──────── Supplied passage ────────
Cricqueville en Bessin Airfield is an abandoned World War II military airfield, which is located near the commune of Cricqueville-en-Bessin in  the Normandy region of northern France.

Located just outside Cricqueville-en-Bessin, the United States Army Air Force established a temporary airfield shortly after D-Day on 10 June 1944, shortly after the Allied landings in France  The airfield was one of the first established in the liberated area of Normandy, being constructed by the IX Engineer Command, 820th Engineer Aviation Battalion.

History
Known as Advanced Landing Ground "A-2", the airfield consisted of a single 5000' (1500m) Square-Mesh Track/Compressed Earth runway aligned 17/35. In addition, with tents were used for billeting and also for support facilities; an access road was built to the existing road infrastructure; a dump for supplies, ammunition, and gasoline drums, along with a drinkable water and minimal electrical grid for communications and station lighting.
────────
» **What is asked**:
(A) Reproduce the passage on Cricqueville en Bessin Airfield word for word, beginning at the words "Located just outside" and stopping after the words "Engineer Aviation Battalion.".
(B) According to the passage on Cricqueville en Bessin Airfield, how was the runway of Advanced Landing Ground "A-2" aligned?
(C) Continue the passage on Cricqueville en Bessin Airfield from its last sentence.
The rows that follow are separate material from the airfield passage above.
──────── Extracted records ────────
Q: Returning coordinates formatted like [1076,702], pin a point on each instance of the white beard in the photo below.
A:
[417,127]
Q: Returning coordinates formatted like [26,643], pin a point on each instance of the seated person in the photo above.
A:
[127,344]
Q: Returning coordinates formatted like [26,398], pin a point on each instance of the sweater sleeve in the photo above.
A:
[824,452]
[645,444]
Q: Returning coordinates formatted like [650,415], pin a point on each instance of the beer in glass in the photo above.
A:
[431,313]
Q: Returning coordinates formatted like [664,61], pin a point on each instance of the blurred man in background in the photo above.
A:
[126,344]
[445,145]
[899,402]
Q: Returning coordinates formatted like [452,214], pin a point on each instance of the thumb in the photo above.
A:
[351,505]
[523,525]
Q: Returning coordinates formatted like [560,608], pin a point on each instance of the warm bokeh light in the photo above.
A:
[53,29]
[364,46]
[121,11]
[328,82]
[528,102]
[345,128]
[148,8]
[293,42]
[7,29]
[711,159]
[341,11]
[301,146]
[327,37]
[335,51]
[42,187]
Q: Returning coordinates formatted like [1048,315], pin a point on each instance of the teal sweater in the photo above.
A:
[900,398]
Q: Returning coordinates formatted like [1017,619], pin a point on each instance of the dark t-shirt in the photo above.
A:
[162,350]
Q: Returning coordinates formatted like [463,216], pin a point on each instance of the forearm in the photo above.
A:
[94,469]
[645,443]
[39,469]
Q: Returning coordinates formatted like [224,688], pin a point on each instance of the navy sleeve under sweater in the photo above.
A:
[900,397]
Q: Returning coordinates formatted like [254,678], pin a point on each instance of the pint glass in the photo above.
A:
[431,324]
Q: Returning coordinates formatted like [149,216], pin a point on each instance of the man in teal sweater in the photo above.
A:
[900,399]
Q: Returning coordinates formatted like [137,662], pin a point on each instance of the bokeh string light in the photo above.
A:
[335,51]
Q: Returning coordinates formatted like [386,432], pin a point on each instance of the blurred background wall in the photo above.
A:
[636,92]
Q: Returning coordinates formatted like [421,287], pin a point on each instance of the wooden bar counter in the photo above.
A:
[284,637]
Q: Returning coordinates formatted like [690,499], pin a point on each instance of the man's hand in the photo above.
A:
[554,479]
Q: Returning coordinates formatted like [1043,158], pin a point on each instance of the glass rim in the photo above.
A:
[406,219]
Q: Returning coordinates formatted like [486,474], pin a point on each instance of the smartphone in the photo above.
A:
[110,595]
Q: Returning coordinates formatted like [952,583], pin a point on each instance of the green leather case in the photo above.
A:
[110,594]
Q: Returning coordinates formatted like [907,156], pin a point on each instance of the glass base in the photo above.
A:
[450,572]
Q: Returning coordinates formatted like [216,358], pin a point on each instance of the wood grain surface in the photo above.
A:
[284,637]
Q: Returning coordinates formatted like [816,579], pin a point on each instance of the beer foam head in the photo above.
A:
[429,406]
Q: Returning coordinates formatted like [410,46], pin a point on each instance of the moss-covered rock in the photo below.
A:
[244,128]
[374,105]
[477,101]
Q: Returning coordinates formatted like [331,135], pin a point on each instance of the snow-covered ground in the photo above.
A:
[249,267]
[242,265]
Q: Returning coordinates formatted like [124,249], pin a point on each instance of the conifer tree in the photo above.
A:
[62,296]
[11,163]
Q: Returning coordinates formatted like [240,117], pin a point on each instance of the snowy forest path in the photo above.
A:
────────
» **Task-by-task answers**:
(A)
Located just outside Cricqueville-en-Bessin, the United States Army Air Force established a temporary airfield shortly after D-Day on 10 June 1944, shortly after the Allied landings in France  The airfield was one of the first established in the liberated area of Normandy, being constructed by the IX Engineer Command, 820th Engineer Aviation Battalion.

(B) It was aligned 17/35.

(C)
The fighter planes flew support missions during the Allied invasion of Normandy, patrolling roads in front of the beachhead; strafing German military vehicles and dropping bombs on gun emplacements, anti-aircraft artillery and concentrations of German troops in Normandy and Brittany when spotted.

After the Americans moved east into Central France with the advancing Allied Armies, the airfield was left un-garrisoned and used for resupply and casualty evacuation.   It was closed on 15 September 1944.

Major units assigned
 354th Fighter Group 22 June-13 August 1944 
 353d (FT), 355th (GQ), 356th (AJ) Fighter Squadrons (P-51B)
 367th Fighter Group 14 August-4 September 1944
 392d (HS), 393d (8L), 394th (4N) Fighter Squadrons (P-38)

Current use
After its closure by the Americans, the airfield was dismantled in September 1944 and the land returned to agricultural use. Today there is little or no physical evidence of its existence or its location.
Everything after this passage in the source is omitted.